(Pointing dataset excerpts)
══════════
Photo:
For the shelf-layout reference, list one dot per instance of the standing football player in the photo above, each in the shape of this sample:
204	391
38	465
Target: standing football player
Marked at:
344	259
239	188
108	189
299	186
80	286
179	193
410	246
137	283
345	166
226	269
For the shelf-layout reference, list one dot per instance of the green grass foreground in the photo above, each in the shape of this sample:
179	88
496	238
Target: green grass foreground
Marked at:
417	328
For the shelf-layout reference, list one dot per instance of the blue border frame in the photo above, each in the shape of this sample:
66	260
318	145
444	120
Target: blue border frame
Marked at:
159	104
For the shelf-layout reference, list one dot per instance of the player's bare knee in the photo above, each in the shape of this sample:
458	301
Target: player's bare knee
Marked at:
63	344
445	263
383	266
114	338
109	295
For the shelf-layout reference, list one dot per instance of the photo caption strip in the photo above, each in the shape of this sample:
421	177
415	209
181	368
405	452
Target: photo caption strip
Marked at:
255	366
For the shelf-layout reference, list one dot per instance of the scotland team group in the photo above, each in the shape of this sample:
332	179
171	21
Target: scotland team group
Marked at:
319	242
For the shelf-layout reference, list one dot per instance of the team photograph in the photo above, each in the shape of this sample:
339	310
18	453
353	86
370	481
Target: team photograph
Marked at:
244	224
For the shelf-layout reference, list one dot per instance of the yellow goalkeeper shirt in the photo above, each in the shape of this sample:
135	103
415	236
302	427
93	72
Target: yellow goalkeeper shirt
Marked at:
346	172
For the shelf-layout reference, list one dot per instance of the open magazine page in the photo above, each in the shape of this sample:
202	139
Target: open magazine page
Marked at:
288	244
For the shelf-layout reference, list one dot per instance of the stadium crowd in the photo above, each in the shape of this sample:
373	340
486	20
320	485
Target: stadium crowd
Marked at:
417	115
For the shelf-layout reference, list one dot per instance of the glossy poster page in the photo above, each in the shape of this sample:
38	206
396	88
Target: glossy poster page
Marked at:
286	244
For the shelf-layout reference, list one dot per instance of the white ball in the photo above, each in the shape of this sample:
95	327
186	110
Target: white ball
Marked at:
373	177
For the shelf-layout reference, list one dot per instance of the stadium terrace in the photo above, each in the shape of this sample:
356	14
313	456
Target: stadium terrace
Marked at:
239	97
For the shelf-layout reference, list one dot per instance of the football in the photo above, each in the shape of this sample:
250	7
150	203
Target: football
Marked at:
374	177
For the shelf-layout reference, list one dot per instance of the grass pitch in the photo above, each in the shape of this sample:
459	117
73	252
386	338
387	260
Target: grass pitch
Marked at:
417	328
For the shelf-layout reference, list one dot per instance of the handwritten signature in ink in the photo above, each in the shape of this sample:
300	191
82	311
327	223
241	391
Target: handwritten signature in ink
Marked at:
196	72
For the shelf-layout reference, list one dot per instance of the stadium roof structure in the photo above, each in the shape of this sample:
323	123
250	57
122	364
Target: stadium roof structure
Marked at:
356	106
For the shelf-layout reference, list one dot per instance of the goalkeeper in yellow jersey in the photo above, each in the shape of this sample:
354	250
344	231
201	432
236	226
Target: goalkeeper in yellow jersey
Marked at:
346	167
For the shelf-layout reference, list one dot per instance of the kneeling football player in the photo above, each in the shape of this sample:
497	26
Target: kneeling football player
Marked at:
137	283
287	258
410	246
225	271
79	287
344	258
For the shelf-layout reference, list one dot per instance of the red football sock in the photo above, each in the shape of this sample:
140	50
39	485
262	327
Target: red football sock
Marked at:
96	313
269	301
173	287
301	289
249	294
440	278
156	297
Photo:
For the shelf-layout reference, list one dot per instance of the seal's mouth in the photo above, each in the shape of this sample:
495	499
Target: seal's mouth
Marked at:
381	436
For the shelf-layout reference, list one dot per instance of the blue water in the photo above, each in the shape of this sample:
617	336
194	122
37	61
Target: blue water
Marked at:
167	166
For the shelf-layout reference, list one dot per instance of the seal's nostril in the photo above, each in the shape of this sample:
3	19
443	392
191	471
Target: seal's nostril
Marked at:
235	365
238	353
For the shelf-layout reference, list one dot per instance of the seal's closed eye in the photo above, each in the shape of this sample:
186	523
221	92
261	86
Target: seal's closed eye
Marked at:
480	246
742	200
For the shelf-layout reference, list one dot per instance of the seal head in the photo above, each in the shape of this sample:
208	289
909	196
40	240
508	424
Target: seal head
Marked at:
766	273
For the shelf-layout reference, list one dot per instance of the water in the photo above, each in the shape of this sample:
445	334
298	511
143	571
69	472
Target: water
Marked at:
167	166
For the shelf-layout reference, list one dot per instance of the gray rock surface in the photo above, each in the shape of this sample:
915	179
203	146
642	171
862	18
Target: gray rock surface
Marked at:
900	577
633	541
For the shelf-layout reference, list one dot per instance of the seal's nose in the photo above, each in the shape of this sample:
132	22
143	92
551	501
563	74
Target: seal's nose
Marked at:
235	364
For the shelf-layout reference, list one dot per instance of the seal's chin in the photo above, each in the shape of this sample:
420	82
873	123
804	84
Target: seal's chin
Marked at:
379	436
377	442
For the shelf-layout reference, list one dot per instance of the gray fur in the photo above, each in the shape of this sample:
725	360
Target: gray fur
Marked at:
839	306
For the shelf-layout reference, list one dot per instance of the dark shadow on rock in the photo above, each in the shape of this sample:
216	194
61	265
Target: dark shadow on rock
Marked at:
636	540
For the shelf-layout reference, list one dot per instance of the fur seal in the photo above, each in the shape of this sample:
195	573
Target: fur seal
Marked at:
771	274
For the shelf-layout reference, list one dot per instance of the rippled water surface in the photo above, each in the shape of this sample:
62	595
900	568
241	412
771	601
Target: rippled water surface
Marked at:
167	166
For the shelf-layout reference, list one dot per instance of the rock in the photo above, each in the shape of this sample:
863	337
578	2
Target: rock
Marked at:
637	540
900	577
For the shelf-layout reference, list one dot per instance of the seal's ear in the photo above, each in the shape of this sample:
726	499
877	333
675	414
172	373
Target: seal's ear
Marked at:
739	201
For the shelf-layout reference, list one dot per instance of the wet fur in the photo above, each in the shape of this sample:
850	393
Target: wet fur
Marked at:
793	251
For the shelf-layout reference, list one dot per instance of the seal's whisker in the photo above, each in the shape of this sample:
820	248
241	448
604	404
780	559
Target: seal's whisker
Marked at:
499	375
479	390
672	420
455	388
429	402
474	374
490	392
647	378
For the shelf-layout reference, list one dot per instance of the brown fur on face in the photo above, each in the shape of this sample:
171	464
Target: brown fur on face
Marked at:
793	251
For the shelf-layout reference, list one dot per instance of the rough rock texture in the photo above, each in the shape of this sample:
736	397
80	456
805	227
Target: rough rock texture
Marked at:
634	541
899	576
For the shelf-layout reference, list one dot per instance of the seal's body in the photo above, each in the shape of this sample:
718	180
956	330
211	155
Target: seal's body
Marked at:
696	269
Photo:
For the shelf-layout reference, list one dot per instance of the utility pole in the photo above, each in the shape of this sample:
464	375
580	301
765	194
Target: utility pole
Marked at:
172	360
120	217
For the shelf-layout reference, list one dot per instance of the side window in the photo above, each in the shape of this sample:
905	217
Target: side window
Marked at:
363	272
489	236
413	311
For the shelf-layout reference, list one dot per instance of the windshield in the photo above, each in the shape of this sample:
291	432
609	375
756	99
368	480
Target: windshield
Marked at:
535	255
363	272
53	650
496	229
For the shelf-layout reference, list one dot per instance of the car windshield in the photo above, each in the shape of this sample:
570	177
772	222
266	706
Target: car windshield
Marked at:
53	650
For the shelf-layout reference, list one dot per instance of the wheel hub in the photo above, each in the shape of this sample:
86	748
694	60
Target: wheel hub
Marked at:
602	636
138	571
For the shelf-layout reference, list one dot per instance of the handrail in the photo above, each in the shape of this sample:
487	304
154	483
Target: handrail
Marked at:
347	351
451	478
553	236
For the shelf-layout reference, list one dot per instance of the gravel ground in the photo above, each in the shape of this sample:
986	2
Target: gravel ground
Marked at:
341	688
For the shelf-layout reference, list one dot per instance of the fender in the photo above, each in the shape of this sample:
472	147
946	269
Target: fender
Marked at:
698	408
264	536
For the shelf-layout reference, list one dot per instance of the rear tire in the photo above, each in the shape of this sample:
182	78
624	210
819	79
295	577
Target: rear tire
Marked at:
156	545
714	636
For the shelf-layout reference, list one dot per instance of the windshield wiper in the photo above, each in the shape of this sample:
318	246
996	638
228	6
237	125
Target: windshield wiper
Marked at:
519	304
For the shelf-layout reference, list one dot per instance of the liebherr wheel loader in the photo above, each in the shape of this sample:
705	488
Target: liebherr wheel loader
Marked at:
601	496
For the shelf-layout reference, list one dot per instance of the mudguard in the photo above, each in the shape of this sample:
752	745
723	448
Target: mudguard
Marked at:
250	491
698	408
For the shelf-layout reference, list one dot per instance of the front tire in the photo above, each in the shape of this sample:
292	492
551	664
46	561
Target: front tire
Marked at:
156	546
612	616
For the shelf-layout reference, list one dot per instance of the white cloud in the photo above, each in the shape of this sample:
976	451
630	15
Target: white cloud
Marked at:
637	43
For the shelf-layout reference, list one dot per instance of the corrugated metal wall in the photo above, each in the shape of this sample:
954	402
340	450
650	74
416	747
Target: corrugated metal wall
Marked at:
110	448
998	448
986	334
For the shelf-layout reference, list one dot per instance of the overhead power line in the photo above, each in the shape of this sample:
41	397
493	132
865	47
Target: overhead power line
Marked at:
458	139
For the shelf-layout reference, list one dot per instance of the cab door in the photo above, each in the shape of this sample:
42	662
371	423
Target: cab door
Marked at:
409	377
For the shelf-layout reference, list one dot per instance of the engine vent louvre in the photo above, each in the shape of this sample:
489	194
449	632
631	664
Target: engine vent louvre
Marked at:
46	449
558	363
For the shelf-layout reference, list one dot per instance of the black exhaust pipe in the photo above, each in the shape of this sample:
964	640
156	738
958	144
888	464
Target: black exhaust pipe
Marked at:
══════════
# SET PROBLEM
From the line containing "the cab door" through the final line of the listing above, retype every line exactly; leave out everything else.

# REPLY TO THE EXERCISE
For the shelf-layout reference, list one dot per instance of the cab door in the photo above, each in the shape of this sample:
42	662
371	423
Target: cab door
Marked at:
409	377
For the shelf-layout reference, list one dot per instance of the engine vent louvre in the photo above, each in the shape of this sample:
489	194
449	632
631	664
Target: engine vent louvre
Marked at:
46	449
558	363
For the shelf-layout reference, list one dot per instance of the black exhaust pipe in the photo above, each in the shape of this sample:
964	640
156	738
958	144
888	464
Target: black exhaust pipe
Marked at:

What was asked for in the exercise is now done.